→ Source material:
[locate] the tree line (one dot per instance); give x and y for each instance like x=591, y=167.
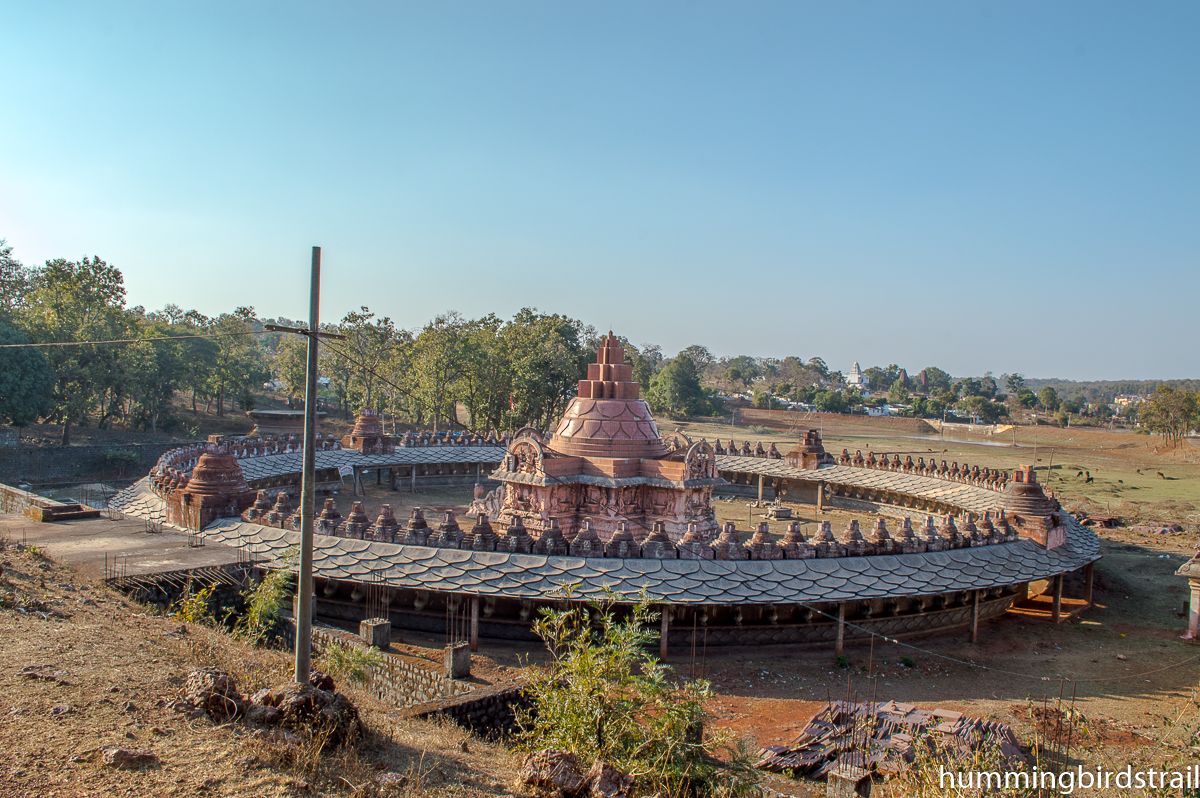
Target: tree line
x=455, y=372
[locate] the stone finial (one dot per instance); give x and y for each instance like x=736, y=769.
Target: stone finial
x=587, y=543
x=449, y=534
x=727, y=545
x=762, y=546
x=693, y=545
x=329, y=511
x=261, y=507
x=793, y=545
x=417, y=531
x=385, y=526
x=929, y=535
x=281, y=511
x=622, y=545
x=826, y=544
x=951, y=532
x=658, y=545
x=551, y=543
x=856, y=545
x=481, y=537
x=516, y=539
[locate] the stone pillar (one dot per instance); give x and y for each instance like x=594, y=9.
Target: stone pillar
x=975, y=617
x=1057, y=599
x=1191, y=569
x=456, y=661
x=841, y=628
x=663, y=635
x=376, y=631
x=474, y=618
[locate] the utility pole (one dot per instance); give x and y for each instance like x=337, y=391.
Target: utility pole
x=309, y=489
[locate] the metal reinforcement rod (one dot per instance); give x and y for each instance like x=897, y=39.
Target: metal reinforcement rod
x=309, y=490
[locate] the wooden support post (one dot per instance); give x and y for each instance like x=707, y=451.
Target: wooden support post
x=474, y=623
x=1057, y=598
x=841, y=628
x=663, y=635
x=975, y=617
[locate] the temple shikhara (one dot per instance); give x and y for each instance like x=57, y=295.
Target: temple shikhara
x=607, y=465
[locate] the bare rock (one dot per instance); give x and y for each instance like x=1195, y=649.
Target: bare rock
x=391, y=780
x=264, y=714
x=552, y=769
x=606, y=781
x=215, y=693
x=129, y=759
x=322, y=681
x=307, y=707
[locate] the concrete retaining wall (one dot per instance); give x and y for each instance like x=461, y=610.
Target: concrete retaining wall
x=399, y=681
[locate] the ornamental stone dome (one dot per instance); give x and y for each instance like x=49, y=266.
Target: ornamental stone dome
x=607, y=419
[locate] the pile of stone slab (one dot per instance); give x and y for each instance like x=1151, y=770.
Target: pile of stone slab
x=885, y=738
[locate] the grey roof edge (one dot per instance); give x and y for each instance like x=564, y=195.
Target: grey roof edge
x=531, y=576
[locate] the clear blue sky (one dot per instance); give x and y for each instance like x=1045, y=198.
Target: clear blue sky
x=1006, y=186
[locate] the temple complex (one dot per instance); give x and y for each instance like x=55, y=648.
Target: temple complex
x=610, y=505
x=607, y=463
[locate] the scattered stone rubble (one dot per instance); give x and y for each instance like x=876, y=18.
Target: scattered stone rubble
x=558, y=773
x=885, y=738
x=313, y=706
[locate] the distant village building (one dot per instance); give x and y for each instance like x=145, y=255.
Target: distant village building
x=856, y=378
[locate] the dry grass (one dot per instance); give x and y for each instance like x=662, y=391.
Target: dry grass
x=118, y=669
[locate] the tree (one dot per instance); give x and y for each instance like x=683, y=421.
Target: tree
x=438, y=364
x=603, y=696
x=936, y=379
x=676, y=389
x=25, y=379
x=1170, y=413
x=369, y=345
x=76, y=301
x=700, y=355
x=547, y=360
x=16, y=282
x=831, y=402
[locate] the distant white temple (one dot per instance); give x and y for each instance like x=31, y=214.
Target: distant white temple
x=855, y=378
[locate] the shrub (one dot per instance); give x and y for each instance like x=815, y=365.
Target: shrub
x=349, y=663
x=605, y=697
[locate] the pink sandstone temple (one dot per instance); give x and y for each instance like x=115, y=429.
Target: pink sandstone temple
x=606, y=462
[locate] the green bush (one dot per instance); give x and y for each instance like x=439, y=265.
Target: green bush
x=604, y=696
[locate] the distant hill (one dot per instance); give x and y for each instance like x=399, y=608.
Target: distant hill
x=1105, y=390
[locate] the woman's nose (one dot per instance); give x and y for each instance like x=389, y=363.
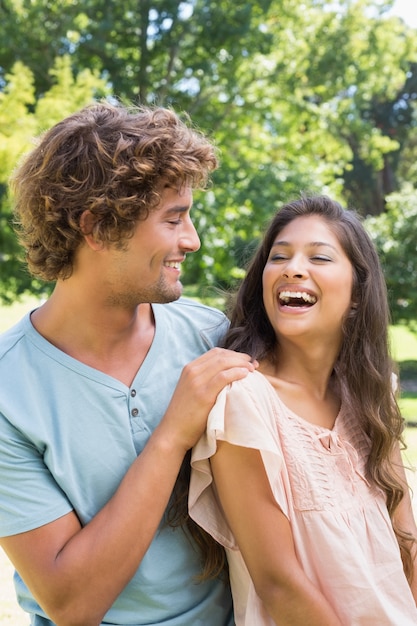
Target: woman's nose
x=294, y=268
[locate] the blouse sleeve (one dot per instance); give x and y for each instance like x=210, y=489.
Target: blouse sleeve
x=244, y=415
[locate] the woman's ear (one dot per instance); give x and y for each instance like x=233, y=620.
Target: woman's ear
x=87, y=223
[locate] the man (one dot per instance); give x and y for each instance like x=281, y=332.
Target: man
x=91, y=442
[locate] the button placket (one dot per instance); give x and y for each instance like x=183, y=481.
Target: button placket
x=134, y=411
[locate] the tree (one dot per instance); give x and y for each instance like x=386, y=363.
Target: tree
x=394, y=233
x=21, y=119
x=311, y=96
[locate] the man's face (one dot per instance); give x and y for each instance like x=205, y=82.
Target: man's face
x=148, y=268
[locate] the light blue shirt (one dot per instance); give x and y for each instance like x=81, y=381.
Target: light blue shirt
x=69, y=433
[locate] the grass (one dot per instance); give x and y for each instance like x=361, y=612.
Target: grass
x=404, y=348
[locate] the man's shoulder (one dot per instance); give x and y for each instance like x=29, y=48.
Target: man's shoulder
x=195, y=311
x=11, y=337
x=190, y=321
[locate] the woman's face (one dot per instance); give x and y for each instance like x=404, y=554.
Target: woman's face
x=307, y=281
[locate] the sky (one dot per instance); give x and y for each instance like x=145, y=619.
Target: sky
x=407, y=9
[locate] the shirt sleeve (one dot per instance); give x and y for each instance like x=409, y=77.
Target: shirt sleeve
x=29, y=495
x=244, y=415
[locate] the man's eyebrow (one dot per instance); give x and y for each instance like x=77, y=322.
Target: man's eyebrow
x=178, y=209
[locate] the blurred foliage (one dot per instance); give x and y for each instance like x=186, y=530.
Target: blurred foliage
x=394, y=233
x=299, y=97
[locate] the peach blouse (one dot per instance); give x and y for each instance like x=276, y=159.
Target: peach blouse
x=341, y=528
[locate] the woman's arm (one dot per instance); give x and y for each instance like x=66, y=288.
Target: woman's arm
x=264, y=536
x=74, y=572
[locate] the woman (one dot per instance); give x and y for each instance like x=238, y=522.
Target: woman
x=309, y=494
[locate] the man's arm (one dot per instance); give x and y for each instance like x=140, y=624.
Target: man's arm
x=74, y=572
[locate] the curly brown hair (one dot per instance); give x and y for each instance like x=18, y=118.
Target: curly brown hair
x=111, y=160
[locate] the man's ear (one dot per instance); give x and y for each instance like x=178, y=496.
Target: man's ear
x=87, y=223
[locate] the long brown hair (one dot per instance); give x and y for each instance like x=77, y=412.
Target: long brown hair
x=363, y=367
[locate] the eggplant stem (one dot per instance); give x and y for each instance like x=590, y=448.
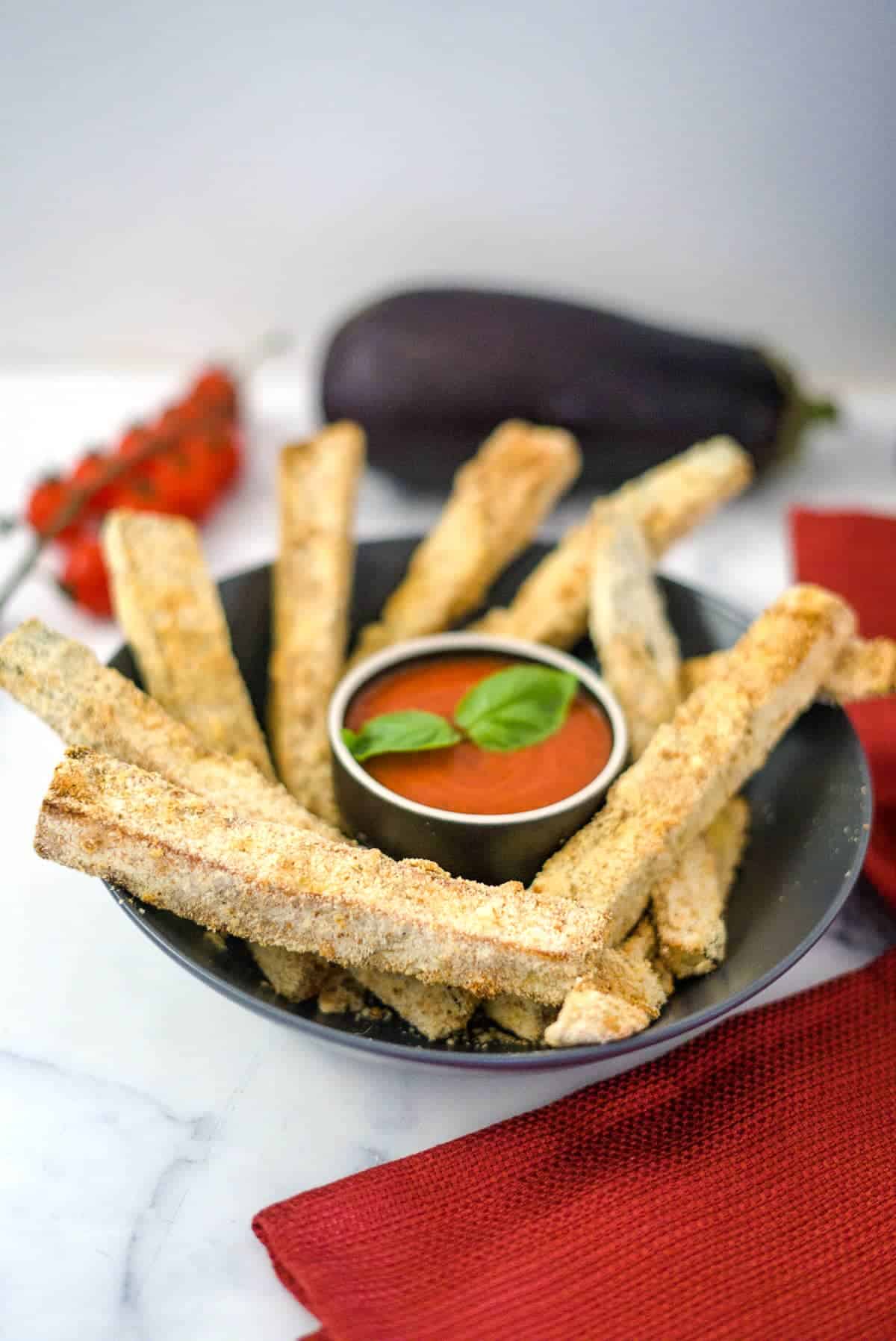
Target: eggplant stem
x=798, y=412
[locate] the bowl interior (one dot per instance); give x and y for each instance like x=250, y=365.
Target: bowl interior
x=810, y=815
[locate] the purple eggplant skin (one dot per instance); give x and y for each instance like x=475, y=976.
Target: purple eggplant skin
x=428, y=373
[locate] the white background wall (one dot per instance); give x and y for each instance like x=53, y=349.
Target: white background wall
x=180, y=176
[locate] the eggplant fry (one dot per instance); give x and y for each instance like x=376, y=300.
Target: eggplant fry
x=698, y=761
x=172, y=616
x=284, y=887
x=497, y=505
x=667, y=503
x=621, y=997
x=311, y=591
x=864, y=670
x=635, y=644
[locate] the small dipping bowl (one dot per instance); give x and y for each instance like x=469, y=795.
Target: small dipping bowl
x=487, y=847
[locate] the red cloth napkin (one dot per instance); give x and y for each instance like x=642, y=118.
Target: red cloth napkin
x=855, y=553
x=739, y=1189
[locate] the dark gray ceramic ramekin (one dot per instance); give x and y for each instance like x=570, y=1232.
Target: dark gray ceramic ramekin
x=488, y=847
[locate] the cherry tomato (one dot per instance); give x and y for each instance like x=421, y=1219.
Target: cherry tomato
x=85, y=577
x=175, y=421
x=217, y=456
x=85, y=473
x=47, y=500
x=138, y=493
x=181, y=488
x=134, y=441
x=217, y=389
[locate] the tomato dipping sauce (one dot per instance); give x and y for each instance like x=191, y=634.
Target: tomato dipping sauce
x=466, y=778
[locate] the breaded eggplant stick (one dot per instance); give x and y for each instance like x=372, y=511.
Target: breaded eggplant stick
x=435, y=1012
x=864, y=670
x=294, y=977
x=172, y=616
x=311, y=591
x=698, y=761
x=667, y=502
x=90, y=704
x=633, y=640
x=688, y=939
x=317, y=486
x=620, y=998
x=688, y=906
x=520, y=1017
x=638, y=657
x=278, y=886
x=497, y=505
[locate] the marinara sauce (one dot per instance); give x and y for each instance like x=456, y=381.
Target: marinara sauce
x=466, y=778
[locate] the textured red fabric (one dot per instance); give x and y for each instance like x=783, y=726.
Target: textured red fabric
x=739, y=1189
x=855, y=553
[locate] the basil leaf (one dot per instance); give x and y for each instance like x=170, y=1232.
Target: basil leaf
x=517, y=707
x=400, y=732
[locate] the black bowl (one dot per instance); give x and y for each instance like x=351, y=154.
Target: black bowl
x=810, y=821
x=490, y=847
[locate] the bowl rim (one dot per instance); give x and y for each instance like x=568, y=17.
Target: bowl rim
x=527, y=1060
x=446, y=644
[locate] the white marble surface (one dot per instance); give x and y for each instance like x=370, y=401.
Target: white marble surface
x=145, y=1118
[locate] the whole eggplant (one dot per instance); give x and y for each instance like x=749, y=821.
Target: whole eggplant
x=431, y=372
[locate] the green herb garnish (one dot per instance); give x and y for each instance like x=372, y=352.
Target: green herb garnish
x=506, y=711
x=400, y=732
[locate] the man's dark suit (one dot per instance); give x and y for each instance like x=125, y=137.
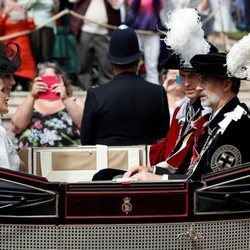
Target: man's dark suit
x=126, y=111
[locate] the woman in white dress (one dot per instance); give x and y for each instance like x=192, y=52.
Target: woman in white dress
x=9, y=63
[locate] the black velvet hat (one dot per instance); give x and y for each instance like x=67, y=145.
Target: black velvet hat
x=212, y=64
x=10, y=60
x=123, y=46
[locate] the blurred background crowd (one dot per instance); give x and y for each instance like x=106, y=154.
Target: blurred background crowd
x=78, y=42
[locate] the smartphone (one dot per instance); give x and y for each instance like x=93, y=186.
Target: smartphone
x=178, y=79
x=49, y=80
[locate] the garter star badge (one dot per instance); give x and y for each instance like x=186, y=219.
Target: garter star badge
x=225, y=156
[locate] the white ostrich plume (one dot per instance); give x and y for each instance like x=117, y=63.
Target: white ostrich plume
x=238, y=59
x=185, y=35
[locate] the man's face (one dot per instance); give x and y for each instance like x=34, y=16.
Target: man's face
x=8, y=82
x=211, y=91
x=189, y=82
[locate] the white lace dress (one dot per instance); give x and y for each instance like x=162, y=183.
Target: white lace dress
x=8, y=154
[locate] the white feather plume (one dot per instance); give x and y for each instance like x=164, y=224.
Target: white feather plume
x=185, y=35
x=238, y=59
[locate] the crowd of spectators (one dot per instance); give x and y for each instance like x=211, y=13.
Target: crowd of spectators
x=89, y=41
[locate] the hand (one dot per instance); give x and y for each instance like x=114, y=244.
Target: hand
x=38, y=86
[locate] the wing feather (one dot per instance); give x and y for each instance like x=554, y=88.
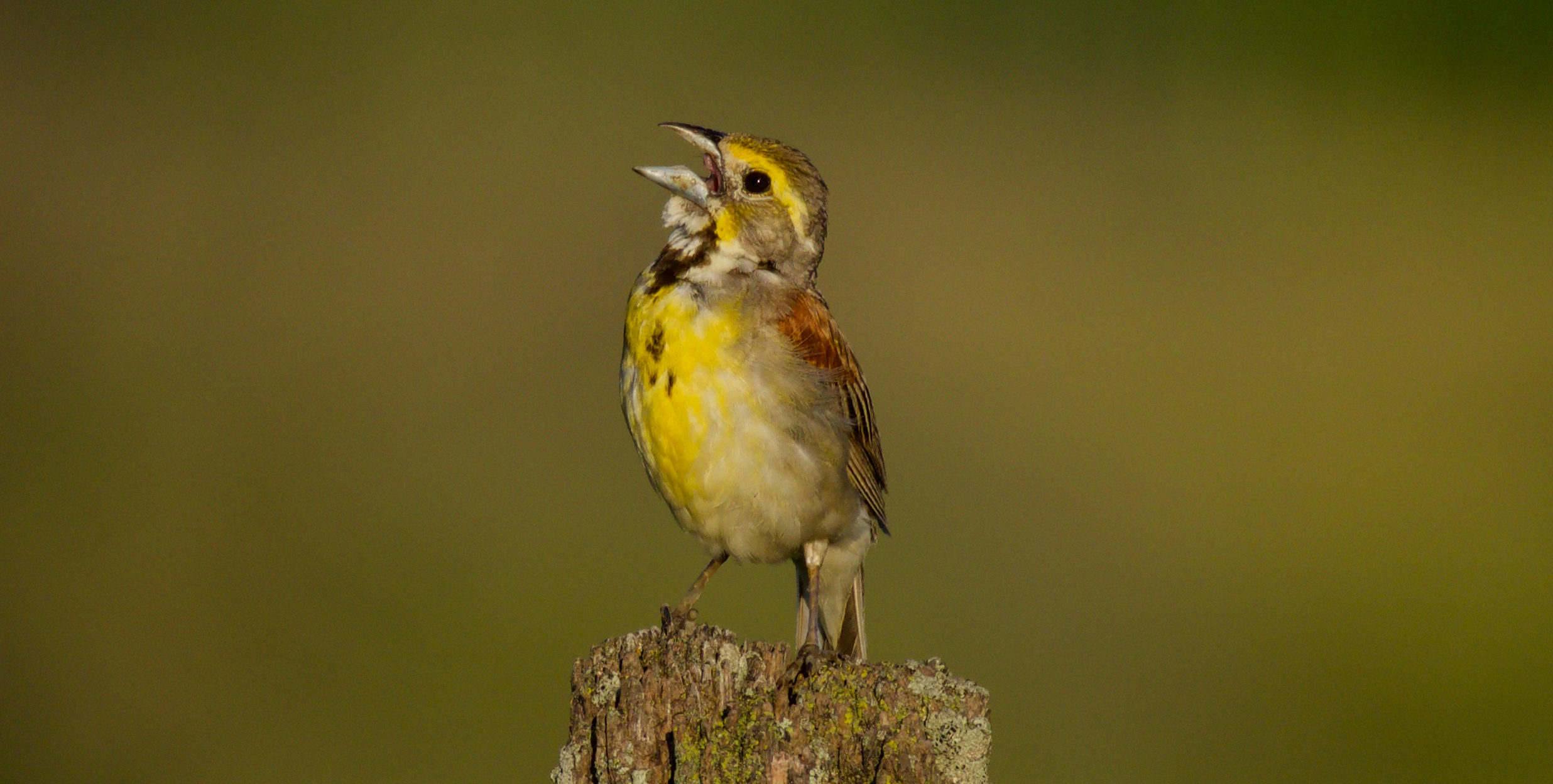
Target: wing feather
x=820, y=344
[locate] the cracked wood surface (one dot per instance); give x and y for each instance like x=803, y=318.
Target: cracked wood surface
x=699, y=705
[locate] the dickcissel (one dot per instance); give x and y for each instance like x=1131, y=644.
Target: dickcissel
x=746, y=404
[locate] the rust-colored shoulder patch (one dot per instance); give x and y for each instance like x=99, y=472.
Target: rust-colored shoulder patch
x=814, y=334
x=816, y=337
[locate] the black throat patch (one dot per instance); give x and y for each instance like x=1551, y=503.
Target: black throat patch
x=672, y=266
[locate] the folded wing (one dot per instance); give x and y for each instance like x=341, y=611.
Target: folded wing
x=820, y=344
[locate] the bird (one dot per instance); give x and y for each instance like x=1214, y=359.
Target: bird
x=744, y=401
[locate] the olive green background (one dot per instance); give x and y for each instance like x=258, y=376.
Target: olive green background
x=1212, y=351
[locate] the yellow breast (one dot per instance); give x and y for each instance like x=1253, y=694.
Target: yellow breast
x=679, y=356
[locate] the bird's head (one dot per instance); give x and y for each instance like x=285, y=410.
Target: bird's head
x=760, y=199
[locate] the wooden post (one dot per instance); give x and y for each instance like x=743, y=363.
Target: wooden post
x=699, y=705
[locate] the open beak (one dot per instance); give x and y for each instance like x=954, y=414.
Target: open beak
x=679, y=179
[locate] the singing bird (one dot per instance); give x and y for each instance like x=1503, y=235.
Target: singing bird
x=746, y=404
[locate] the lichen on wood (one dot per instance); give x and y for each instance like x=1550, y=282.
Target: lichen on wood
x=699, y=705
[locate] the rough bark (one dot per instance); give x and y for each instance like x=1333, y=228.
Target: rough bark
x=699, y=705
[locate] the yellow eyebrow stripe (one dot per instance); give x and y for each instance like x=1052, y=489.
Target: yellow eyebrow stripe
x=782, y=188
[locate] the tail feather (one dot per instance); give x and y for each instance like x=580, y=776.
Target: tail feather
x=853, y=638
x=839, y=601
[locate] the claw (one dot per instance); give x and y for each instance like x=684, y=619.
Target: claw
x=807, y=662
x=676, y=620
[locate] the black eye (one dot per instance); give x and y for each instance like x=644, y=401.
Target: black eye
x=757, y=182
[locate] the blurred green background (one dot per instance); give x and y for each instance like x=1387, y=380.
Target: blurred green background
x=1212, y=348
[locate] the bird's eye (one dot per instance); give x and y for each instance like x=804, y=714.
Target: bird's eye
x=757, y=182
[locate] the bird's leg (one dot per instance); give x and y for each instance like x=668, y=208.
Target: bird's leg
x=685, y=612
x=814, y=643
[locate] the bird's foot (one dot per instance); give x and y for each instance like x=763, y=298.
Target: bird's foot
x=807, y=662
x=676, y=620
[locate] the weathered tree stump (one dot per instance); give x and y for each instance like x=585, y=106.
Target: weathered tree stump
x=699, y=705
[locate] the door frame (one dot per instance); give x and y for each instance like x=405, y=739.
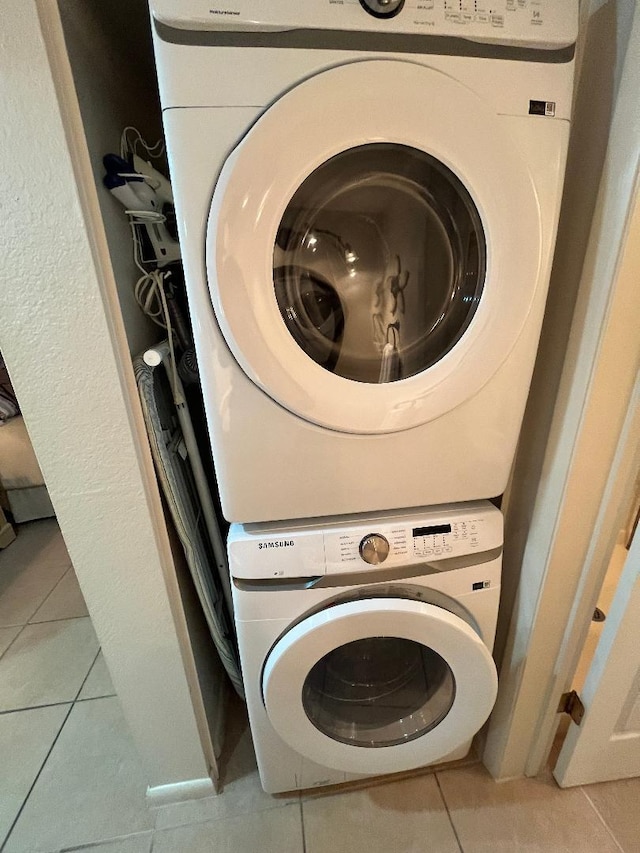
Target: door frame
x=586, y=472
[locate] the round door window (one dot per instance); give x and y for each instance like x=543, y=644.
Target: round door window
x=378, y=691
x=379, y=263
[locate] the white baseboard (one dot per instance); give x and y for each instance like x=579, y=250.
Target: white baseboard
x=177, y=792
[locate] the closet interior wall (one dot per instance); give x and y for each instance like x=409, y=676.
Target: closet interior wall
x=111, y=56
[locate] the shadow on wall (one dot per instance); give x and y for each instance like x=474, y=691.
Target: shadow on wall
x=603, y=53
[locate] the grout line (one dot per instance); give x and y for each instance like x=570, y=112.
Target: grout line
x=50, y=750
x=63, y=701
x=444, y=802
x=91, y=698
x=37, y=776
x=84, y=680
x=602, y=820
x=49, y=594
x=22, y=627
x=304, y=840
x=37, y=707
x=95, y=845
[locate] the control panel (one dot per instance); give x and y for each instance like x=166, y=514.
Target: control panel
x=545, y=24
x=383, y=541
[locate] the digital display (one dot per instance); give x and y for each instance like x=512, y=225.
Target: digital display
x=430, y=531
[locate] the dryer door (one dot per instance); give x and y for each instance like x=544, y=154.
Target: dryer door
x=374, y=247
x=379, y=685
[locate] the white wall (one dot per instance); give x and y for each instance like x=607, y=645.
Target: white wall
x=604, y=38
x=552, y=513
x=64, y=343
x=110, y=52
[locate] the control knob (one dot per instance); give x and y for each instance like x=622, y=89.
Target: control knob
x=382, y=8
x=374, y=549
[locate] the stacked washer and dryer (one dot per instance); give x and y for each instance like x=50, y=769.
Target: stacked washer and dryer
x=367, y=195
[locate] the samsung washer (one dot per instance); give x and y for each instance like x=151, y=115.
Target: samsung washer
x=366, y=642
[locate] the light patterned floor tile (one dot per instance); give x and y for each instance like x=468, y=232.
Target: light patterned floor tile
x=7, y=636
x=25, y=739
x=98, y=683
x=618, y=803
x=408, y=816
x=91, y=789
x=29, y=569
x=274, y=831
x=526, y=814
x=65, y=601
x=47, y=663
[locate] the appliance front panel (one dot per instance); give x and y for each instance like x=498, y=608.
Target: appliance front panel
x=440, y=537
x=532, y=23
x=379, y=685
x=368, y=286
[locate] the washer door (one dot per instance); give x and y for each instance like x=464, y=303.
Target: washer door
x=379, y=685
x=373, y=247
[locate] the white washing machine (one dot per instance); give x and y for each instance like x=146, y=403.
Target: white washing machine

→ Exercise instructions:
Rewrite the records from the line with "[locate] the black bowl" up to and including the line with "x=431, y=372", putting "purple eggplant" in place of "whole eggplant" and leaving everything else unchanged.

→ Output of the exercise:
[locate] the black bowl (one dot per instance); give x and y for each instance like x=351, y=154.
Target: black bowl
x=810, y=821
x=490, y=847
[locate] the bowl rim (one dot per instance); give x and y for each instance like x=568, y=17.
Target: bowl rim
x=527, y=1060
x=446, y=644
[locate] the white marble surface (one dot per instance); give x and y for each instance like x=370, y=401.
Target: white marble surface
x=145, y=1118
[locate] the purple eggplant (one dot per instance); give x and y for each instance like x=749, y=821.
Target: purple eggplant
x=431, y=372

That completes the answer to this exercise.